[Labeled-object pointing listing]

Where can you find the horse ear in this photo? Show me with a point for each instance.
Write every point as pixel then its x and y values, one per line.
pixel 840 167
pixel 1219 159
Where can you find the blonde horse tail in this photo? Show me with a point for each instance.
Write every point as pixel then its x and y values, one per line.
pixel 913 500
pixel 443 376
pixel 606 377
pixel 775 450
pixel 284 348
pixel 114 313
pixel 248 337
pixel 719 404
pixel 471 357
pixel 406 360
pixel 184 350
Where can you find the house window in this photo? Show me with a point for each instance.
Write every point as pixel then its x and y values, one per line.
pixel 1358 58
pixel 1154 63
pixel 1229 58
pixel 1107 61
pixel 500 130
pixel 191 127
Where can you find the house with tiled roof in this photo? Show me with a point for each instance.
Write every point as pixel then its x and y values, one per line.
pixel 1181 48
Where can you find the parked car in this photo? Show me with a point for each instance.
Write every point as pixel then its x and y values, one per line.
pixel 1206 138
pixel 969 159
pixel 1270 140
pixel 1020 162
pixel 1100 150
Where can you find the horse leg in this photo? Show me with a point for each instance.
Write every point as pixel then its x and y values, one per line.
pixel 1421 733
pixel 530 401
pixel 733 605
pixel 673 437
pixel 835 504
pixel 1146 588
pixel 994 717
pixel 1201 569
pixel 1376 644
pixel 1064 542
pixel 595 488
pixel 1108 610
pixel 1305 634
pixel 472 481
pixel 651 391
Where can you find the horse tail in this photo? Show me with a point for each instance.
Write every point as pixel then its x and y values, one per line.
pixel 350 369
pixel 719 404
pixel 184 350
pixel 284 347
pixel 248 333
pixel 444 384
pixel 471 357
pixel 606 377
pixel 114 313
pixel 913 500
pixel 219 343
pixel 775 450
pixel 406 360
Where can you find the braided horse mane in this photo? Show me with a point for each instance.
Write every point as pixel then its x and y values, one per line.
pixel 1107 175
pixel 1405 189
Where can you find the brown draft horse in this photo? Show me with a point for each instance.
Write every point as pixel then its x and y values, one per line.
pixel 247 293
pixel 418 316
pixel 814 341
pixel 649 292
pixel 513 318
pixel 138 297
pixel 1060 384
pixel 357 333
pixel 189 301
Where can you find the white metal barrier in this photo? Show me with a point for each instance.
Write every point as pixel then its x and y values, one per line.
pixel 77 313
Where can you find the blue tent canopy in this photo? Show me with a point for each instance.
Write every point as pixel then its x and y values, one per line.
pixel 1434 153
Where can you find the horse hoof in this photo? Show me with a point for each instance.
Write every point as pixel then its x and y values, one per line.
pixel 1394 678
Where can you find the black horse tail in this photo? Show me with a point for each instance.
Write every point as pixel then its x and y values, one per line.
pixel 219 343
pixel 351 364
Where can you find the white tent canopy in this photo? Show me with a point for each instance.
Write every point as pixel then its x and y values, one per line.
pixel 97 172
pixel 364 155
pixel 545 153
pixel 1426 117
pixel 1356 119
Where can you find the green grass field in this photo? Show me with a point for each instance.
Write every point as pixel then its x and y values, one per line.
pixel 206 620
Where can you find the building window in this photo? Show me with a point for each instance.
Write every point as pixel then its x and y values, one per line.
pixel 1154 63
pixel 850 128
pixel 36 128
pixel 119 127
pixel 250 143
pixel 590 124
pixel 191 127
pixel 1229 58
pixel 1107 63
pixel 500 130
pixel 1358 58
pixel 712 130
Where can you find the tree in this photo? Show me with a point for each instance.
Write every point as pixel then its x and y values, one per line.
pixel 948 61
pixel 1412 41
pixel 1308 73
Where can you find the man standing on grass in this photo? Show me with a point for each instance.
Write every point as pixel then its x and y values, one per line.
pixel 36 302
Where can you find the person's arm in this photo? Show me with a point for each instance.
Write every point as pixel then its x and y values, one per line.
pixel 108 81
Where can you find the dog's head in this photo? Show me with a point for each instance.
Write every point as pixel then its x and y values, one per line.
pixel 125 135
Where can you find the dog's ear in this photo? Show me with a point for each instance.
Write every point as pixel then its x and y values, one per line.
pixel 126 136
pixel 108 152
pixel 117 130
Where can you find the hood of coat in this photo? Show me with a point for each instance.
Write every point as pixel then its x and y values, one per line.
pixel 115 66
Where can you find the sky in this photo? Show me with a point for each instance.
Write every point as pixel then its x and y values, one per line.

**EXERCISE DETAILS**. Reproduce the listing above with "occurrence" substituted for each "instance", keeping everything else the same.

**WRITTEN SOLUTION**.
Where can you find the horse ear in this photo? Show me with a point for each occurrence.
Write every point as pixel then its x and y values, one per line.
pixel 840 167
pixel 1219 159
Where can you find the blonde horse tail in this photo? Show me with a point for each occurrence.
Write every point as pixel then its x and y values, one per line.
pixel 913 500
pixel 443 376
pixel 606 377
pixel 775 450
pixel 284 348
pixel 114 313
pixel 248 337
pixel 719 404
pixel 471 357
pixel 406 360
pixel 184 350
Where can you find the house window in this photo? Show me with a point for each occurrence.
Write every point as pixel then its x and y values, one per line.
pixel 1358 58
pixel 1154 63
pixel 1229 58
pixel 1107 61
pixel 500 130
pixel 191 127
Where can you find the house with tiled roof in this photo? Show me with a point for each occurrence.
Write every point as pixel then its x and y values, one per line.
pixel 1181 48
Where can you find the parked car in this photo? Show me with a point for each occurrence.
Write every point as pixel then its x and y values, one per line.
pixel 1206 138
pixel 969 159
pixel 1270 140
pixel 1020 162
pixel 1100 150
Where can you find the horse leg in this photo? Show me with a point for each occurrence.
Write every point as pixel then its x and y values, one per line.
pixel 1421 733
pixel 530 401
pixel 733 605
pixel 673 437
pixel 835 504
pixel 1146 588
pixel 994 717
pixel 1201 569
pixel 1376 644
pixel 1064 542
pixel 595 488
pixel 1108 610
pixel 1305 634
pixel 472 481
pixel 651 391
Where can you find the horse tail in this photo? Show me with a point for each occurrence.
Write every point as pixel then its x and y values, one per line.
pixel 350 369
pixel 719 404
pixel 184 350
pixel 284 347
pixel 248 333
pixel 444 384
pixel 471 357
pixel 606 377
pixel 114 313
pixel 913 500
pixel 219 343
pixel 775 450
pixel 406 360
Where can you find the braided horse mane in this photo? Show me with a point for each occurrence.
Write every point as pixel then its x and y values, one per line.
pixel 1107 175
pixel 1405 189
Where can you find the brown draft horse in this photo? Show me with a point for each occurrence.
Write every point as pixel then its x and y values, one per line.
pixel 247 293
pixel 418 316
pixel 814 341
pixel 649 292
pixel 513 318
pixel 138 297
pixel 1060 384
pixel 357 333
pixel 189 301
Where can you find the white metal barrier in this photo? Show me with a point for each occurrence.
Write every point as pixel then its x and y values, one per line.
pixel 77 313
Where can you find the blue tent canopy in this photo? Show me with a point for each occurrence.
Write every point as pixel then its x and y values, one per line.
pixel 1434 153
Where can you find the horse hoof in this photo? Show me with a point for each occurrence.
Write every point as pixel then its x and y values, one per line.
pixel 1394 678
Where can you find the black horse tail in this photo? Show me with a point for each occurrence.
Write every point as pixel then its x and y values, one per line.
pixel 219 343
pixel 351 364
Where can you find the white tent canopy in this photo? Show me with a point for each occurrence.
Write every point as pixel then its x and y values, one per line.
pixel 97 172
pixel 364 155
pixel 545 153
pixel 1426 117
pixel 1356 119
Where can you find the green grass field in this photo? Show me with a point for each occurrence.
Write every point as pixel then its x and y values, one per line.
pixel 206 620
Where can you find the building window in this photo? Show me with a point for each occurrence.
Write every point as pixel then its x and y values, one per line.
pixel 1154 63
pixel 850 128
pixel 36 128
pixel 119 127
pixel 250 143
pixel 590 124
pixel 191 127
pixel 1229 58
pixel 1107 63
pixel 500 130
pixel 1358 58
pixel 712 130
Where can you find the tree in this photo? Show me with a point for each occurrence.
Write every point as pixel then its x and y values, one per line.
pixel 948 61
pixel 1412 41
pixel 1308 73
Where can you find the man standing on grass in this photo? Show me with a point for each occurrence.
Write every point as pixel then its x and y values, one per line.
pixel 36 302
Where can you find the person's arm in this photo? Show me with a point for each occurrence.
Write every point as pixel then its x and y values, one per line.
pixel 108 81
Where can you find the dog's head in this photo? Show me with a point for each occurrence.
Write every point as pixel then its x and y values, one per line.
pixel 125 135
Where can you find the dog's ear in this photo? Show me with a point for each occurrence.
Write every point as pixel then its x and y values, one per line.
pixel 126 136
pixel 108 152
pixel 117 130
Where can you find the hood of coat in this photo? Show me with a point for each occurrence.
Write every point as pixel then its x and y values, one per line.
pixel 115 66
Where can you find the sky in this photo? Show me with a point for each occurrence.
Write every point as pixel then its x and y values, one per line.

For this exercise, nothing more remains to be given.